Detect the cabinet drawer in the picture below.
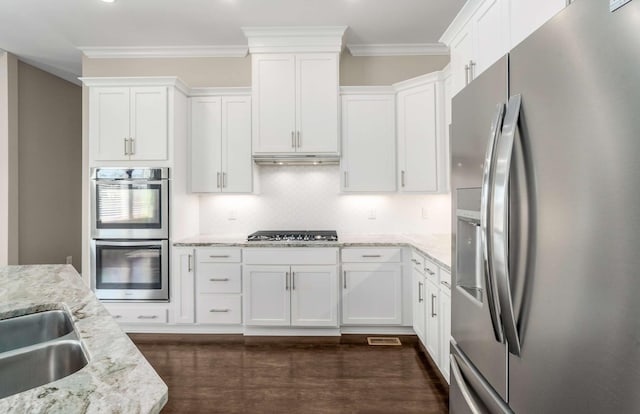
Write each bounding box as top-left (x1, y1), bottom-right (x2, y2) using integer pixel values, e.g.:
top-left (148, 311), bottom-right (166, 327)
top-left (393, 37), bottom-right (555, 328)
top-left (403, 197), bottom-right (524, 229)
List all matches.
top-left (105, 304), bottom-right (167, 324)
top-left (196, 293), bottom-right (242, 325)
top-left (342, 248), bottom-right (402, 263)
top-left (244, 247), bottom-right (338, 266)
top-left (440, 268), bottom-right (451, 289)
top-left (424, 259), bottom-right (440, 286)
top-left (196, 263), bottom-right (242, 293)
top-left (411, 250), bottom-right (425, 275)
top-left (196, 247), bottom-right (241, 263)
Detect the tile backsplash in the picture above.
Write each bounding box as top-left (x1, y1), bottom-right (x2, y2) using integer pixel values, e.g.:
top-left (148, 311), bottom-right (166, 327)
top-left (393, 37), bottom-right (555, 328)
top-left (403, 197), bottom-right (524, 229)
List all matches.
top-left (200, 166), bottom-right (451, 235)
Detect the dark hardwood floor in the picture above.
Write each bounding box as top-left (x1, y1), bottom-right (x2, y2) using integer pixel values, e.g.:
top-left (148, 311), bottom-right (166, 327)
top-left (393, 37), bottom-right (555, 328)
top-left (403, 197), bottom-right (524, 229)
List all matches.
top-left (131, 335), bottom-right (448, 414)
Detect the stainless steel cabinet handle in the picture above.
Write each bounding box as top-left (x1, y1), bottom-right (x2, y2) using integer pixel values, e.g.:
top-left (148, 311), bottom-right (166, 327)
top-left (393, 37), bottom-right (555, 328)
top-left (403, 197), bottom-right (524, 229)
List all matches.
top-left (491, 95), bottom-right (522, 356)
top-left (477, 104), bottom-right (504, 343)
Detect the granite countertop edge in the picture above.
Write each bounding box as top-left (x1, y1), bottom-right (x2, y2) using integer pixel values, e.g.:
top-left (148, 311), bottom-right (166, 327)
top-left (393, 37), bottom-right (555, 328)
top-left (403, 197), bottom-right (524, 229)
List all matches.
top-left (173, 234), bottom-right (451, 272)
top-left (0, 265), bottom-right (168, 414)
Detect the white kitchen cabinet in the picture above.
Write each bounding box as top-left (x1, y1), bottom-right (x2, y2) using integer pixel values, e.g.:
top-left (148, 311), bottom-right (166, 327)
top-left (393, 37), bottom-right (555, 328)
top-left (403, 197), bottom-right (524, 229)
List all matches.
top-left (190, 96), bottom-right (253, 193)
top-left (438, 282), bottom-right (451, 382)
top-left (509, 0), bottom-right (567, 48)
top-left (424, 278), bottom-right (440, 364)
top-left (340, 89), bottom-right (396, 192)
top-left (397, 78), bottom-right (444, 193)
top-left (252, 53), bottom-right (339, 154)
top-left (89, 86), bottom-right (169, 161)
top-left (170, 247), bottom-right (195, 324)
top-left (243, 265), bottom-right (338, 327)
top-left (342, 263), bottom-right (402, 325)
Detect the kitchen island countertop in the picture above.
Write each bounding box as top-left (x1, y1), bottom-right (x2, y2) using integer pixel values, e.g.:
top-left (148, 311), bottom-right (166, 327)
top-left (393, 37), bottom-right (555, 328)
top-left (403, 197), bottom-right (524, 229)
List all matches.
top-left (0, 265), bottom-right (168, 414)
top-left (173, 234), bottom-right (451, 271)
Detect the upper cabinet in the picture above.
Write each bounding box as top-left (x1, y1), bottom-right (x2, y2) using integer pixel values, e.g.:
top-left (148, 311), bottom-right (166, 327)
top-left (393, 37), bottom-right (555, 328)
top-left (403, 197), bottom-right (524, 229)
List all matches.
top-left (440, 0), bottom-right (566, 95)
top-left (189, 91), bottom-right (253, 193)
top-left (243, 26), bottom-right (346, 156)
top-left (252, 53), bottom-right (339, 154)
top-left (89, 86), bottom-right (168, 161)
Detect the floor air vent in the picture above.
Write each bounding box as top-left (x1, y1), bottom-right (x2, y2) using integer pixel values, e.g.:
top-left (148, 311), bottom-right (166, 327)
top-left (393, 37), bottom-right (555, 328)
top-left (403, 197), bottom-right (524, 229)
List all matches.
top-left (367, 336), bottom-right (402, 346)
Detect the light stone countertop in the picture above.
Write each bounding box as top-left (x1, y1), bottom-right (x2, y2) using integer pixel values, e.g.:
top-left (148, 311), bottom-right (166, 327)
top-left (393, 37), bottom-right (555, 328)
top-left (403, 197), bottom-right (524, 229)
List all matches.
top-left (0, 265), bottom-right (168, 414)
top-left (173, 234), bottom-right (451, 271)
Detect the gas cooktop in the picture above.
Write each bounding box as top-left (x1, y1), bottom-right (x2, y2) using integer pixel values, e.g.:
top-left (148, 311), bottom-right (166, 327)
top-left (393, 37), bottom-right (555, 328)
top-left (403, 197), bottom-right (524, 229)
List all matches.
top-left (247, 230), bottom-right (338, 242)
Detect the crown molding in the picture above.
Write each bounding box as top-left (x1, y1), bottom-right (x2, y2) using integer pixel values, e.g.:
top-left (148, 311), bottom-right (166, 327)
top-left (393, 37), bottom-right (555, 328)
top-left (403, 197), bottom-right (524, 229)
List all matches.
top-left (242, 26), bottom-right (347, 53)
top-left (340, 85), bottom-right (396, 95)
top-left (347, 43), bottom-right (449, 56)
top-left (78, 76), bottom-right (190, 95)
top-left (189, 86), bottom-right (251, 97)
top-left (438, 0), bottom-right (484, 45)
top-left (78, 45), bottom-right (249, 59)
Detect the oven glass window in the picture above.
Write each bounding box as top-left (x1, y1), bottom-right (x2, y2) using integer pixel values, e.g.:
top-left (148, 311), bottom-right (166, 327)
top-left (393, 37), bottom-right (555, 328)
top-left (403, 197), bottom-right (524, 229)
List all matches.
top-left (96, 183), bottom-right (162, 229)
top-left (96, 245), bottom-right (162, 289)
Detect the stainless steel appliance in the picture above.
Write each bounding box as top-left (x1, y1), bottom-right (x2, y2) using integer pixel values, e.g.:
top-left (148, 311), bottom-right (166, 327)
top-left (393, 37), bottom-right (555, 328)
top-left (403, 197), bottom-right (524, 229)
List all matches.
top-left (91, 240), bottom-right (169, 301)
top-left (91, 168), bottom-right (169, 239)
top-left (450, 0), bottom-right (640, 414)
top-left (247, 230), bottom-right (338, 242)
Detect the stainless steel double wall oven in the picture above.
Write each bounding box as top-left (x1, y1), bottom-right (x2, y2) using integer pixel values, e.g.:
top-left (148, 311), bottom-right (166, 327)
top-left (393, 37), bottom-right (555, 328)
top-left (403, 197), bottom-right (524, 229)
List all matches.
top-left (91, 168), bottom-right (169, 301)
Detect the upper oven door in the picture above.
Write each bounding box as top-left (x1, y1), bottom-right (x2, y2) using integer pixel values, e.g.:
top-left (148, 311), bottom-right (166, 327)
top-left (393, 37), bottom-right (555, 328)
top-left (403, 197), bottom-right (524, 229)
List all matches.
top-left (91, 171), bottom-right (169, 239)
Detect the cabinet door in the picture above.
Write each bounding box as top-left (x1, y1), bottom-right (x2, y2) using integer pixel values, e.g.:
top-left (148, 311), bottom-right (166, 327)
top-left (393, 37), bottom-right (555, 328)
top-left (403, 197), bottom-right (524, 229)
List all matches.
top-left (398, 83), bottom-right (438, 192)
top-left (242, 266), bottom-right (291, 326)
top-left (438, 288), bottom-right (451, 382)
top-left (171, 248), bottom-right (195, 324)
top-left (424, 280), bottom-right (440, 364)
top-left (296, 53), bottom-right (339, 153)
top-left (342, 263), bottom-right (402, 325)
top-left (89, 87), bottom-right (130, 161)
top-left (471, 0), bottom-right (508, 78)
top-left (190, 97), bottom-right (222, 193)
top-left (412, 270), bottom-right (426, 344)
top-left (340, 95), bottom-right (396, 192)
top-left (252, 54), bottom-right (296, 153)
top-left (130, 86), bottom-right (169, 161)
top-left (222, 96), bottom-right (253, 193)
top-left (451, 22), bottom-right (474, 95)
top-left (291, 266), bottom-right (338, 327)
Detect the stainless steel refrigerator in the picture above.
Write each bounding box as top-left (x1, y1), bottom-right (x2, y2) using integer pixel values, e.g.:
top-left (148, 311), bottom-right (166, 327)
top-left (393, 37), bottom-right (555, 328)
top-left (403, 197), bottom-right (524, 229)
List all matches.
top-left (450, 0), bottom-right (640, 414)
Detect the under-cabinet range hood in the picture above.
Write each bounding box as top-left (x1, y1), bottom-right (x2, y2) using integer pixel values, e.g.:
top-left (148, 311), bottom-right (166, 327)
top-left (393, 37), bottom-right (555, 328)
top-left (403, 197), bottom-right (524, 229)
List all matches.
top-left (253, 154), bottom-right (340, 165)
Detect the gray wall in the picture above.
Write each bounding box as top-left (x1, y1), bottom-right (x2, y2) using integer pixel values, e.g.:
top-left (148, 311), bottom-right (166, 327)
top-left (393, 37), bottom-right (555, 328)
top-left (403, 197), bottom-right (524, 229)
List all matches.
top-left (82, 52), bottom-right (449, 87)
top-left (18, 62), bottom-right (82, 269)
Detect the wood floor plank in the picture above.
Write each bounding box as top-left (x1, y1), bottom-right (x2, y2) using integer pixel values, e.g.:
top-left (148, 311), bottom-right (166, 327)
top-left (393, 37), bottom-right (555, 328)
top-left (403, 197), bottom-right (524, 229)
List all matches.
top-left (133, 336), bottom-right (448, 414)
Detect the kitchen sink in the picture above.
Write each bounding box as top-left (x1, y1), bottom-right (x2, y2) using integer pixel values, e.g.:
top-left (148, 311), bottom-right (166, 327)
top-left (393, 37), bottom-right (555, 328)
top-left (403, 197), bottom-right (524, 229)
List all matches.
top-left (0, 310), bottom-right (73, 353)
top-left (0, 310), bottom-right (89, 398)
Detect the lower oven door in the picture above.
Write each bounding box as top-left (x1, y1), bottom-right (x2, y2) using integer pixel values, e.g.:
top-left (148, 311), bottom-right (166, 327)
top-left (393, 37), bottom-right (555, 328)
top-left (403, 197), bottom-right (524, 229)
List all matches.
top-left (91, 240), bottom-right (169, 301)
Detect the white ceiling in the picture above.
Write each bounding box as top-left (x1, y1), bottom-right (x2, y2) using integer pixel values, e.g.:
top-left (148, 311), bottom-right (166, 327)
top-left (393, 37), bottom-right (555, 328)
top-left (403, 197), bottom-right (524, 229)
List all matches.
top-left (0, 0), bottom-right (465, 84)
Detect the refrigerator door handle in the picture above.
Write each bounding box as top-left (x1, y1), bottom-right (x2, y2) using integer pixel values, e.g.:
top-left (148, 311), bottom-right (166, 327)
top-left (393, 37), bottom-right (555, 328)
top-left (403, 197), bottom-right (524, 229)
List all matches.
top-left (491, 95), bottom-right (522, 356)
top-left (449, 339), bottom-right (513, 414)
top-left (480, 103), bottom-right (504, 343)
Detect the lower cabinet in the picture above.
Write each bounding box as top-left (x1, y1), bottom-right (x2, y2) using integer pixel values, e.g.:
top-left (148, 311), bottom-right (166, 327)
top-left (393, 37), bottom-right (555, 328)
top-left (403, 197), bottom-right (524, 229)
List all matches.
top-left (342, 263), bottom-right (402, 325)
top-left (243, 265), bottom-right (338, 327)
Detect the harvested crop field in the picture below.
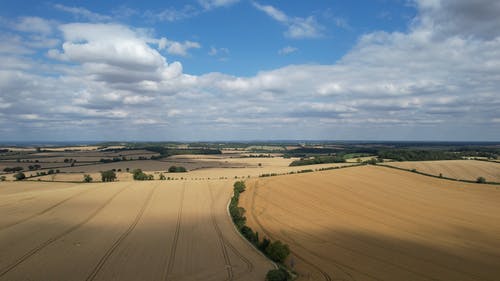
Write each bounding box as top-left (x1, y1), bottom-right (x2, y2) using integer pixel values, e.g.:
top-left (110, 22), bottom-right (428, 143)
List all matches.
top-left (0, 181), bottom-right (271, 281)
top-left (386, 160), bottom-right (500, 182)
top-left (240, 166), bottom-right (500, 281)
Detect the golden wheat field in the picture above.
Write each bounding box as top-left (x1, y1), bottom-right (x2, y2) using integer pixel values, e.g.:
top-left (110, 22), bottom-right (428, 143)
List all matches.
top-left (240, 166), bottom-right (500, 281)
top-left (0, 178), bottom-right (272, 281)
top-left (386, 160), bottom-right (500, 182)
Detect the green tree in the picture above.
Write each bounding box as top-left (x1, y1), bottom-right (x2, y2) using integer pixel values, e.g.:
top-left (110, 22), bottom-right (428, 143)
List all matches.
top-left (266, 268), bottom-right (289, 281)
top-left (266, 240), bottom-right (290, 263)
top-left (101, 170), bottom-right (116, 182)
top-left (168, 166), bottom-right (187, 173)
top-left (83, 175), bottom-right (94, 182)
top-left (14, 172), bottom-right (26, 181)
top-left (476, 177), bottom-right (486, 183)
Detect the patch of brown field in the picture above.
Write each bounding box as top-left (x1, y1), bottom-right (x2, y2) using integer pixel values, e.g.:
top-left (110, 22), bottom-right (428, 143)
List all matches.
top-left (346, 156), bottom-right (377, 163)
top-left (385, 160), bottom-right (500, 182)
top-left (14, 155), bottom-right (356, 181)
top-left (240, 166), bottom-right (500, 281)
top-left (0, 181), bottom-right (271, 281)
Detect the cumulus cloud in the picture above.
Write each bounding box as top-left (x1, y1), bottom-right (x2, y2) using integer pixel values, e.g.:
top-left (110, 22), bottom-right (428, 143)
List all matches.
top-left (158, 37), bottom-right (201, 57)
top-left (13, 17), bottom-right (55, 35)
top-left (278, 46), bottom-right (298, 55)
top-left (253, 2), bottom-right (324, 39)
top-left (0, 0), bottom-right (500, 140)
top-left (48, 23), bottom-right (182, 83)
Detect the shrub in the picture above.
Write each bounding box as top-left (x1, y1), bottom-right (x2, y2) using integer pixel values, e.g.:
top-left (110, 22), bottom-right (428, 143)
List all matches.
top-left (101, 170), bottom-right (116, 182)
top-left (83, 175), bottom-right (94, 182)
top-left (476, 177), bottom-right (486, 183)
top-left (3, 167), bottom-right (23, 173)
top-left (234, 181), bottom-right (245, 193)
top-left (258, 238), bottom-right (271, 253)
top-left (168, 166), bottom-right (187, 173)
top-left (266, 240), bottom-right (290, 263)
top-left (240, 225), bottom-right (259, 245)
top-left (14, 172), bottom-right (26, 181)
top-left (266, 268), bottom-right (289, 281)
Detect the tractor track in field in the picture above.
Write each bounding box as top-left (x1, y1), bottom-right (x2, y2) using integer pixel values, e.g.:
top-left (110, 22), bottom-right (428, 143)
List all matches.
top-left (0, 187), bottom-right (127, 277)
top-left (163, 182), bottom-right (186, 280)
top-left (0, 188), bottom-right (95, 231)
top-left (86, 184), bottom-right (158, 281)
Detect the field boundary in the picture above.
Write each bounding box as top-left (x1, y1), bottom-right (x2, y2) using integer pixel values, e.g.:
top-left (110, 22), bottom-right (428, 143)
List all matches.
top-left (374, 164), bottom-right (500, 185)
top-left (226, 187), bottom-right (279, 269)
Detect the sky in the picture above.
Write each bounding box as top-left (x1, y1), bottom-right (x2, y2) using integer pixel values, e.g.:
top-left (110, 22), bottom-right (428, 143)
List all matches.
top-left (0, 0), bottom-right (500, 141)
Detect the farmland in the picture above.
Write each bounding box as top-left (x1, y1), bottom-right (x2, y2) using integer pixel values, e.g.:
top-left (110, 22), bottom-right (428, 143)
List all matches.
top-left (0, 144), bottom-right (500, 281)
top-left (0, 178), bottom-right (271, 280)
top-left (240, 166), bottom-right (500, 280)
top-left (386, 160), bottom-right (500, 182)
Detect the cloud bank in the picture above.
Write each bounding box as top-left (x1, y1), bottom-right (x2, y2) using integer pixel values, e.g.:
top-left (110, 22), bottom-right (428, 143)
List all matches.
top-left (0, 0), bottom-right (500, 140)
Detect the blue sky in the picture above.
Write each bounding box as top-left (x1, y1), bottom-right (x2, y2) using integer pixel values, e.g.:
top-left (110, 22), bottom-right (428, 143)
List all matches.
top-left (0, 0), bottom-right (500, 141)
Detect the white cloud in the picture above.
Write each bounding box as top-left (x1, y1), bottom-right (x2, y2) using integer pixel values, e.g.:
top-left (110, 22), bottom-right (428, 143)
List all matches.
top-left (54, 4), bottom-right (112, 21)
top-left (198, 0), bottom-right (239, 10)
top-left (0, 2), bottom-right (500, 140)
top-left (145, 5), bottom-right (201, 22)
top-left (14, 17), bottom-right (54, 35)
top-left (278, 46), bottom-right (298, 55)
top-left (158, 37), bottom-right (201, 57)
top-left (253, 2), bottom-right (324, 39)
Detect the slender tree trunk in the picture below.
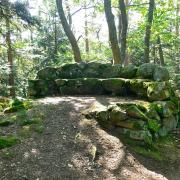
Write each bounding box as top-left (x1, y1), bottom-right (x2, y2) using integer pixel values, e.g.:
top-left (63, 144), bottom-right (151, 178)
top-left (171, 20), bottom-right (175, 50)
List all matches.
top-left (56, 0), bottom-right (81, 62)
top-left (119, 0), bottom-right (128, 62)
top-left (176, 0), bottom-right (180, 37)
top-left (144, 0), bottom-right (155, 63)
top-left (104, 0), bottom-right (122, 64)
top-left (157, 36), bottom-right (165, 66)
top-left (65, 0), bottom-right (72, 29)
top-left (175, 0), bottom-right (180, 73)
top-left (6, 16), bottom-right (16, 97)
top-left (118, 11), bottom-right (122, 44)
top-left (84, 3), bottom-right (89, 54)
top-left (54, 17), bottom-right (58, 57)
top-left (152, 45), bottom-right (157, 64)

###

▶ _Exercise brief_:
Reproduce verbatim the lines of the records above, starting at the line containing "Detect the harvested" and ending at the line containing "top-left (48, 23), bottom-right (182, 83)". Omit the picture from your output.

▶ _Written reply_:
Detect the harvested crop field in the picture below.
Write each bounding box as top-left (x1, y1), bottom-right (x2, y2) using integer pixel values, e.g.:
top-left (110, 22), bottom-right (428, 143)
List all matches.
top-left (0, 181), bottom-right (271, 281)
top-left (386, 160), bottom-right (500, 182)
top-left (240, 166), bottom-right (500, 281)
Detect the golden wheat field in the picture above.
Write each bounding box as top-left (x1, y1), bottom-right (x2, y2) using integer pixel values, e.g.:
top-left (110, 22), bottom-right (428, 143)
List all matches.
top-left (240, 166), bottom-right (500, 281)
top-left (0, 178), bottom-right (272, 281)
top-left (386, 160), bottom-right (500, 182)
Detect the green tree in the picture above.
Write each bounding box as top-left (x1, y1), bottom-right (x2, y2) using integer pixel values, e.g.:
top-left (110, 22), bottom-right (428, 143)
List all matches.
top-left (266, 268), bottom-right (289, 281)
top-left (266, 240), bottom-right (290, 263)
top-left (101, 170), bottom-right (116, 182)
top-left (168, 166), bottom-right (187, 173)
top-left (83, 175), bottom-right (94, 182)
top-left (14, 172), bottom-right (26, 181)
top-left (476, 177), bottom-right (486, 183)
Detect the patch of brown field in the picture above.
Write each bounding box as top-left (x1, y1), bottom-right (x2, y2) using integer pixel values, e.g.:
top-left (110, 22), bottom-right (428, 143)
List all matches.
top-left (346, 156), bottom-right (377, 163)
top-left (385, 160), bottom-right (500, 182)
top-left (14, 155), bottom-right (356, 181)
top-left (240, 166), bottom-right (500, 281)
top-left (0, 181), bottom-right (271, 281)
Detect the cumulus cloud in the picture above.
Write each bounding box as top-left (x1, y1), bottom-right (x2, y2) using integer pixel values, e.g.:
top-left (110, 22), bottom-right (428, 143)
List all matches.
top-left (158, 37), bottom-right (201, 57)
top-left (13, 17), bottom-right (55, 35)
top-left (278, 46), bottom-right (298, 55)
top-left (253, 2), bottom-right (324, 39)
top-left (0, 0), bottom-right (500, 140)
top-left (48, 23), bottom-right (182, 83)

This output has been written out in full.